Stored data entries:
__________________________________________________

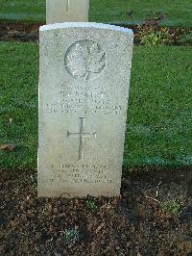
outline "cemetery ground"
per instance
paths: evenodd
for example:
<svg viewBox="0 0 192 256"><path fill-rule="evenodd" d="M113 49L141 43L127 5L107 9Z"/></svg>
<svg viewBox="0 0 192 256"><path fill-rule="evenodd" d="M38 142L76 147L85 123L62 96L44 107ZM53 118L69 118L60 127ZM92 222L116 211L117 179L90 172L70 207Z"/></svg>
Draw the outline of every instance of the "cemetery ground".
<svg viewBox="0 0 192 256"><path fill-rule="evenodd" d="M0 51L1 255L191 255L191 48L134 47L121 197L73 200L36 198L38 45Z"/></svg>
<svg viewBox="0 0 192 256"><path fill-rule="evenodd" d="M0 2L0 254L191 256L191 47L133 49L119 198L38 199L38 44L13 40L37 40L45 1ZM92 0L89 20L189 30L191 3Z"/></svg>

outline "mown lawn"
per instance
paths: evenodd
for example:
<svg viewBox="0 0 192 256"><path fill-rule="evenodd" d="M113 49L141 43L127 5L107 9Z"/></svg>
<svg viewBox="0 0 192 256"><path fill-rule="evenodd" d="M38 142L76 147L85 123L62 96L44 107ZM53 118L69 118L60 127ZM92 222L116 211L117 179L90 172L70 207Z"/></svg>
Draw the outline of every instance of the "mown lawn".
<svg viewBox="0 0 192 256"><path fill-rule="evenodd" d="M38 45L0 43L0 168L36 168ZM192 166L191 47L134 47L124 166Z"/></svg>
<svg viewBox="0 0 192 256"><path fill-rule="evenodd" d="M45 22L45 0L0 0L1 20ZM191 0L90 0L89 20L135 24L150 12L166 13L167 26L192 26ZM127 14L133 11L132 16Z"/></svg>

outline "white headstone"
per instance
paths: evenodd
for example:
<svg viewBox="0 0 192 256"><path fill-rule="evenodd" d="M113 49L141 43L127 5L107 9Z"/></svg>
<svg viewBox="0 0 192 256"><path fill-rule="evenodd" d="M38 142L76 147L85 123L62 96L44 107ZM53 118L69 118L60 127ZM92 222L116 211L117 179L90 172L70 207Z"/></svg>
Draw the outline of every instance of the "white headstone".
<svg viewBox="0 0 192 256"><path fill-rule="evenodd" d="M46 0L46 24L88 21L89 0Z"/></svg>
<svg viewBox="0 0 192 256"><path fill-rule="evenodd" d="M38 196L120 193L133 34L40 28Z"/></svg>

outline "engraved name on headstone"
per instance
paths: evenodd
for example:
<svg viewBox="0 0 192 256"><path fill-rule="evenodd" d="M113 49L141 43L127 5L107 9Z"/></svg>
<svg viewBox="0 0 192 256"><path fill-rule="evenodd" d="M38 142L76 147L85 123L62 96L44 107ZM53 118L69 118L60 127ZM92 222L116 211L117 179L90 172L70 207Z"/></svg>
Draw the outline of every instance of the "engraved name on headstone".
<svg viewBox="0 0 192 256"><path fill-rule="evenodd" d="M89 0L46 0L46 24L88 21Z"/></svg>
<svg viewBox="0 0 192 256"><path fill-rule="evenodd" d="M133 34L40 28L38 196L120 193Z"/></svg>

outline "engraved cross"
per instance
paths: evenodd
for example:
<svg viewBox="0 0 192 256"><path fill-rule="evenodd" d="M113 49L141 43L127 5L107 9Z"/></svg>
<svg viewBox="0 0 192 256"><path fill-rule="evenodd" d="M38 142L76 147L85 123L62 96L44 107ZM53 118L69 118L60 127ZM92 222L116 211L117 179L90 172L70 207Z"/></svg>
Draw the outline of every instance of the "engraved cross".
<svg viewBox="0 0 192 256"><path fill-rule="evenodd" d="M79 145L79 160L83 159L83 151L84 151L84 141L85 137L94 137L96 138L96 133L85 133L84 132L84 120L85 117L80 117L80 132L79 133L69 133L67 131L67 138L70 137L79 137L80 138L80 145Z"/></svg>

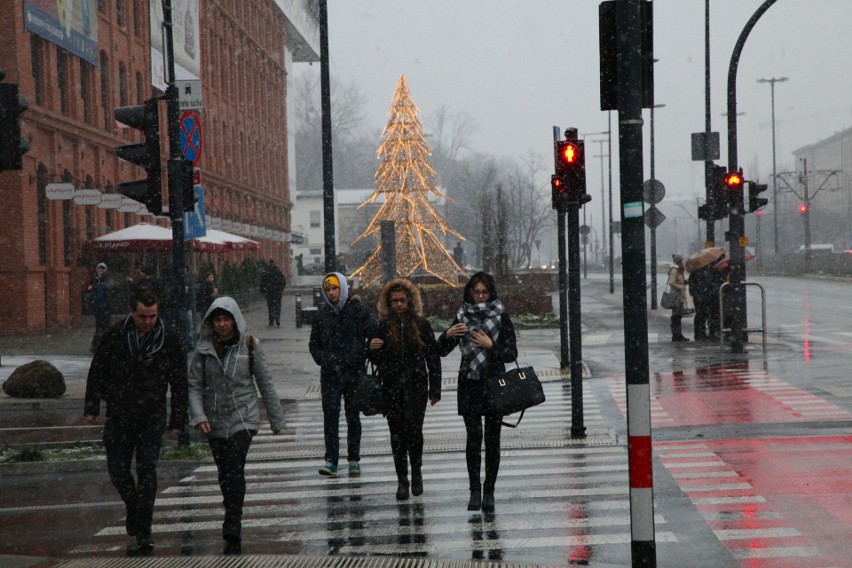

__________________________________________________

What you are asked to do:
Please render the stretch from the first line through the line containing "22L45 0L0 0L1" as a JSON list of strings, one string per line, with blank lines and the pictures left out.

Final result:
[
  "outline \"cemetery ground\"",
  "per instance",
  "paths: evenodd",
  "for example:",
  "<svg viewBox=\"0 0 192 256\"><path fill-rule=\"evenodd\" d=\"M113 49L141 43L127 5L107 9Z\"/></svg>",
  "<svg viewBox=\"0 0 192 256\"><path fill-rule=\"evenodd\" d=\"M38 142L76 147L85 123L62 96L44 107ZM53 118L69 118L60 127ZM92 222L116 211L117 179L90 172L70 207Z\"/></svg>",
  "Draw the outline of every instance of the \"cemetery ground\".",
  "<svg viewBox=\"0 0 192 256\"><path fill-rule=\"evenodd\" d=\"M0 51L1 255L191 255L191 48L134 47L121 197L73 200L36 198L38 45Z\"/></svg>",
  "<svg viewBox=\"0 0 192 256\"><path fill-rule=\"evenodd\" d=\"M0 2L0 254L191 256L191 47L133 49L119 198L38 199L38 44L13 40L37 40L45 1ZM92 0L89 20L189 30L191 3Z\"/></svg>",
  "outline \"mown lawn\"",
  "per instance",
  "paths: evenodd",
  "for example:",
  "<svg viewBox=\"0 0 192 256\"><path fill-rule=\"evenodd\" d=\"M113 49L141 43L127 5L107 9Z\"/></svg>",
  "<svg viewBox=\"0 0 192 256\"><path fill-rule=\"evenodd\" d=\"M38 142L76 147L85 123L62 96L44 107ZM53 118L69 118L60 127ZM92 222L116 211L117 179L90 172L70 207Z\"/></svg>",
  "Draw the outline of every instance of the \"mown lawn\".",
  "<svg viewBox=\"0 0 192 256\"><path fill-rule=\"evenodd\" d=\"M38 45L0 43L0 168L36 168ZM192 166L191 47L134 47L124 166Z\"/></svg>",
  "<svg viewBox=\"0 0 192 256\"><path fill-rule=\"evenodd\" d=\"M45 22L45 0L0 0L1 20ZM191 0L90 0L89 20L135 24L150 12L166 13L167 26L192 26ZM127 14L133 11L132 16Z\"/></svg>"
]